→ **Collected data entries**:
.....

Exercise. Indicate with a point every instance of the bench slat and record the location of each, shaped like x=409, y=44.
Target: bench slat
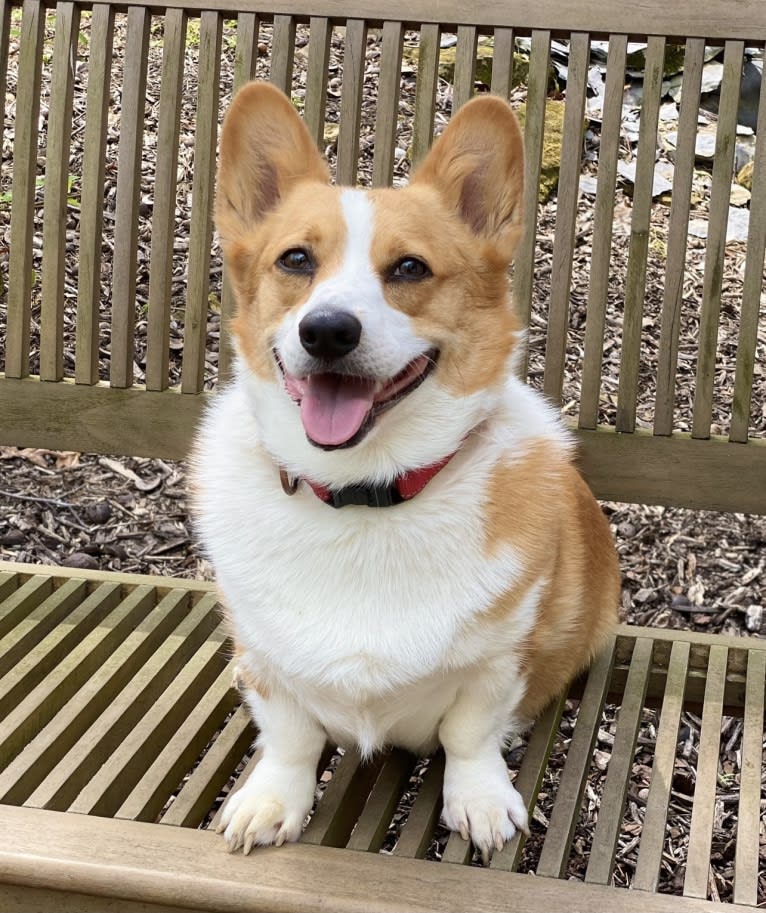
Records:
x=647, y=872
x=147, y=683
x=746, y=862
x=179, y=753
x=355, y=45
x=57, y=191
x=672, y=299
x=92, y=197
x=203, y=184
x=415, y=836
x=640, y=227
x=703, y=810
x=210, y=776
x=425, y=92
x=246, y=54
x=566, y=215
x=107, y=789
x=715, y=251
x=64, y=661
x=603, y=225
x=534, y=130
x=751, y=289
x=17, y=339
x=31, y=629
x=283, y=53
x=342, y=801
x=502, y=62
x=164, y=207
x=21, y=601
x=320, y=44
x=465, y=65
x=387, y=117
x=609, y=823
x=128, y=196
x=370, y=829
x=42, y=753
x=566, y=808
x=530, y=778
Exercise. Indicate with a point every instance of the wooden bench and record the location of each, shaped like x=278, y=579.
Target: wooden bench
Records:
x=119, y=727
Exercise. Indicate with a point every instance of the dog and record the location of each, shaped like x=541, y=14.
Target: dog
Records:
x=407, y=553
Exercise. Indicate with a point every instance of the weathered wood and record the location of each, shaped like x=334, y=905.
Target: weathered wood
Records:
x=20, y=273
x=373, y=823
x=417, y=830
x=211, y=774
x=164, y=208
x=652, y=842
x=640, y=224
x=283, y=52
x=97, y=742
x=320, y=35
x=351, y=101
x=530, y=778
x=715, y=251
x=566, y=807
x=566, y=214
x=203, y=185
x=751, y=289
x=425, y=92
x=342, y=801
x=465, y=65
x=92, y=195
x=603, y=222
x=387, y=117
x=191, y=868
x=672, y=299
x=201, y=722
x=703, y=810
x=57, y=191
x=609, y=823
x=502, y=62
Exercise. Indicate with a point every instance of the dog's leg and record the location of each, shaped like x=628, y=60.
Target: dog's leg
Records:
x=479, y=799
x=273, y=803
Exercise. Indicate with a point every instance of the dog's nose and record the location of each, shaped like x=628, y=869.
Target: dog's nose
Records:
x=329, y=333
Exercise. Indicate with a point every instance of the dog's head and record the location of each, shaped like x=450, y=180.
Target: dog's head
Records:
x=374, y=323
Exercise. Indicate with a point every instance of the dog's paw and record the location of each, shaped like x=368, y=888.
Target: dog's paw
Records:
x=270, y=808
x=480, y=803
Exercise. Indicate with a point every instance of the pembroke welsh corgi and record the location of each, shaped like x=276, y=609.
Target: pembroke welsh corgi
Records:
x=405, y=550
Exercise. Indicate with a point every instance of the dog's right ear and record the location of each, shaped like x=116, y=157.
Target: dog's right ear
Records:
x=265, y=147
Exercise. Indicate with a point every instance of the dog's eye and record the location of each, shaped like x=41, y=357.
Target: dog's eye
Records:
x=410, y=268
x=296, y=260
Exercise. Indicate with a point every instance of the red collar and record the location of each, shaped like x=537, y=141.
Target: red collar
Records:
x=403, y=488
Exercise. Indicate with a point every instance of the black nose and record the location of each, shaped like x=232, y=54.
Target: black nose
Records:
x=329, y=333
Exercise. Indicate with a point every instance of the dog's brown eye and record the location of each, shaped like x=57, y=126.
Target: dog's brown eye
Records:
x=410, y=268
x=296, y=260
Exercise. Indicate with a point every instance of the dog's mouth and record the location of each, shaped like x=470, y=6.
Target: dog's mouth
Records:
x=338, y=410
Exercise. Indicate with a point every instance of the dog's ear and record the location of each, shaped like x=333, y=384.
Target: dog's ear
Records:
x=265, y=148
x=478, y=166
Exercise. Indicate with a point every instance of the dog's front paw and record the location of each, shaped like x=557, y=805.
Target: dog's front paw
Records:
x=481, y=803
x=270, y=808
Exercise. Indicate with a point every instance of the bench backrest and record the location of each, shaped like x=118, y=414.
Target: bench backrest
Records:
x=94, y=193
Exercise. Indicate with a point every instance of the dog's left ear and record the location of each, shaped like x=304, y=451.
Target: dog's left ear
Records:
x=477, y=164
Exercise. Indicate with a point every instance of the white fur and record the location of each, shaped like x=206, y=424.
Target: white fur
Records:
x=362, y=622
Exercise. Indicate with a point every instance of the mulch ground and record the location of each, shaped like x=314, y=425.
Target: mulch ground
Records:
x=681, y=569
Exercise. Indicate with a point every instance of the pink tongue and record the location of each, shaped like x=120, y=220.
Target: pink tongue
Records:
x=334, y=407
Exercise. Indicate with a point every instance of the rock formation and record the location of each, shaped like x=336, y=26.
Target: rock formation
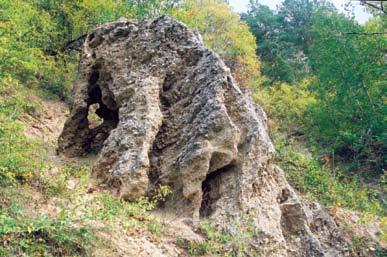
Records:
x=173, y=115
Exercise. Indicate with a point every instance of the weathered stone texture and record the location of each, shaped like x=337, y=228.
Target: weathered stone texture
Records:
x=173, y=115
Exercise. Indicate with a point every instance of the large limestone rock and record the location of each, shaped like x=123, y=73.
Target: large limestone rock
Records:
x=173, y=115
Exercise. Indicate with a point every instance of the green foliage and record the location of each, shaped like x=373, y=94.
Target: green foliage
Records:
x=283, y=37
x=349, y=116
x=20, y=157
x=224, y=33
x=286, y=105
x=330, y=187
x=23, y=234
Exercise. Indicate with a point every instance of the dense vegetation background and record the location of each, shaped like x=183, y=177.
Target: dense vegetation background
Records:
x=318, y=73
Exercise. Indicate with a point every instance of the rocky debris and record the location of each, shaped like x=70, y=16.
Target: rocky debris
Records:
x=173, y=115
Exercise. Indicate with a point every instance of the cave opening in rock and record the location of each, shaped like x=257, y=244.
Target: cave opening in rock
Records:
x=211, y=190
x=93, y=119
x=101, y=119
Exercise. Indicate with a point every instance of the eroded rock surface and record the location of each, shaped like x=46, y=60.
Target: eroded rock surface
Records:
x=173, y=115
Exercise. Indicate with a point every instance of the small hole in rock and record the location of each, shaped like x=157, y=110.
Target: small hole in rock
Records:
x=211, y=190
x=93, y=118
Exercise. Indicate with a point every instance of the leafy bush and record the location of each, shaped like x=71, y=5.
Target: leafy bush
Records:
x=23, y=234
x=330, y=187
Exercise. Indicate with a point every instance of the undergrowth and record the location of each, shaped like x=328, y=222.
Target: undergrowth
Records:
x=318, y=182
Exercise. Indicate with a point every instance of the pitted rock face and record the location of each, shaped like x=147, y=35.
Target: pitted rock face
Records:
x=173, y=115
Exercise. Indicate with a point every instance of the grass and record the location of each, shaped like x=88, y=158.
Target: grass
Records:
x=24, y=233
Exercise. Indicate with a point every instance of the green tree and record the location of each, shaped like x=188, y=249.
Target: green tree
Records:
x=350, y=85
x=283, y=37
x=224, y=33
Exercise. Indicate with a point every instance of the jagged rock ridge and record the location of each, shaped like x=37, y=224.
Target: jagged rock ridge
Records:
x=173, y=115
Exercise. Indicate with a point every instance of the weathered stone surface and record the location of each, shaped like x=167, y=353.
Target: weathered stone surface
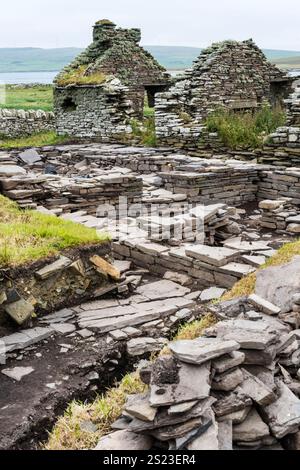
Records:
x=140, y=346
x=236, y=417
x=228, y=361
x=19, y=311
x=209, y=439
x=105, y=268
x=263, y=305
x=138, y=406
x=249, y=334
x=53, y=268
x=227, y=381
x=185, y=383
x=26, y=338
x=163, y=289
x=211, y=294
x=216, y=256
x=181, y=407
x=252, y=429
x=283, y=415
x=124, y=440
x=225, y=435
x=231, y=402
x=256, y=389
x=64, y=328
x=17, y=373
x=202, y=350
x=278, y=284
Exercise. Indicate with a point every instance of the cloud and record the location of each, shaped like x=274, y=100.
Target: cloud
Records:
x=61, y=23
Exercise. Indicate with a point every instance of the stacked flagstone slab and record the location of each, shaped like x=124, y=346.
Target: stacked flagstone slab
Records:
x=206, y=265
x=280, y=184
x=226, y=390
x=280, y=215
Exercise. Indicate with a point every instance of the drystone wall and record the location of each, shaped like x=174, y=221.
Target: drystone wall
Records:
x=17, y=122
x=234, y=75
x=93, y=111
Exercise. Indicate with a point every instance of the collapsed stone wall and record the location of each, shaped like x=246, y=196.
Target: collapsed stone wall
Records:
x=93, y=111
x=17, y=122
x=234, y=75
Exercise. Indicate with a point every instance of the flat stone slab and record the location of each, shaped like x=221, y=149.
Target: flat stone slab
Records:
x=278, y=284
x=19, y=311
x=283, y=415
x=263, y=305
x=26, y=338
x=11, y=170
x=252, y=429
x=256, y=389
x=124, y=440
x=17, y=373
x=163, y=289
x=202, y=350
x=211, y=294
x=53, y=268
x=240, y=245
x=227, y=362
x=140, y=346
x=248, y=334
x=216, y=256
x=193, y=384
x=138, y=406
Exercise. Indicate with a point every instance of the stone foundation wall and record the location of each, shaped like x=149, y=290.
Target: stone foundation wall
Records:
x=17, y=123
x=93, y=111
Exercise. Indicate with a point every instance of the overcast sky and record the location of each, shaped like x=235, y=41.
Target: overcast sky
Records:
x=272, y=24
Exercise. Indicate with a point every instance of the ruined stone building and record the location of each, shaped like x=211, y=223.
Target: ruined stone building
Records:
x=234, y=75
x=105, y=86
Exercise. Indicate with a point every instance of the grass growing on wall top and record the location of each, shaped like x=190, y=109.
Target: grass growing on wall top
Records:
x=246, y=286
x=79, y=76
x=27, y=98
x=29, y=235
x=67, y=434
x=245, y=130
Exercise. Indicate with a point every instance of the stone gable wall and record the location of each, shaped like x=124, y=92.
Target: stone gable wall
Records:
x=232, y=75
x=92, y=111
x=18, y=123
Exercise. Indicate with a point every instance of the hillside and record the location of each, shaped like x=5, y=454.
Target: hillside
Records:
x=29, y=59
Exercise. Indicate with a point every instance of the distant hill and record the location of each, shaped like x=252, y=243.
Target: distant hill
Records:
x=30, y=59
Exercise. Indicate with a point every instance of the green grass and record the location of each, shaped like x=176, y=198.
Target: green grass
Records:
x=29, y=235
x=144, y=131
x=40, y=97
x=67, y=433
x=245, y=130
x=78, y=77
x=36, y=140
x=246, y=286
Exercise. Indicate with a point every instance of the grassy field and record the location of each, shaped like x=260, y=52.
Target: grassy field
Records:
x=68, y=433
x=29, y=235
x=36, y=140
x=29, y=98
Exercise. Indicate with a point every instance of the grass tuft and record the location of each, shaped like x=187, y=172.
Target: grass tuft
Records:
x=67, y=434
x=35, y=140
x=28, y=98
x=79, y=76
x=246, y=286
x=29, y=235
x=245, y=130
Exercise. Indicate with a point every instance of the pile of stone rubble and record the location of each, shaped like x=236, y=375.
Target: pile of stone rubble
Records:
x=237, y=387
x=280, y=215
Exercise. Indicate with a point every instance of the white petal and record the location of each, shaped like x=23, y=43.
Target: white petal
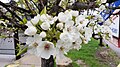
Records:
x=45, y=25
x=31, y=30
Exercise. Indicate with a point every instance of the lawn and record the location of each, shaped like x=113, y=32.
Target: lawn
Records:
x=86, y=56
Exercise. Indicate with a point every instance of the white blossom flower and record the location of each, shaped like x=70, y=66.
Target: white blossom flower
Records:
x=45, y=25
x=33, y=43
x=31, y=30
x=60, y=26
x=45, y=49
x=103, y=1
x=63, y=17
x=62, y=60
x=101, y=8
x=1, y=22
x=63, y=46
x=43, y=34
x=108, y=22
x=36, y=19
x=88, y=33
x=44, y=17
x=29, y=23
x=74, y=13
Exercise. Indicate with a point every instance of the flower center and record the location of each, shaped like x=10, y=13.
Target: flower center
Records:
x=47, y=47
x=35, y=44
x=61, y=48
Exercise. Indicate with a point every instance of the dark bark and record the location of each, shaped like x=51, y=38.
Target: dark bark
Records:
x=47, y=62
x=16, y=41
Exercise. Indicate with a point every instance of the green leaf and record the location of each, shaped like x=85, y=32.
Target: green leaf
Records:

.....

→ **YOUR GOAL**: Find the lines in the records that contain the word "ridge", then copy every one of them.

→ **TASK ANSWER**:
Exercise. Indicate with a point every instance of the jagged rock ridge and record the location of each, shaped like x=37, y=224.
Target: jagged rock ridge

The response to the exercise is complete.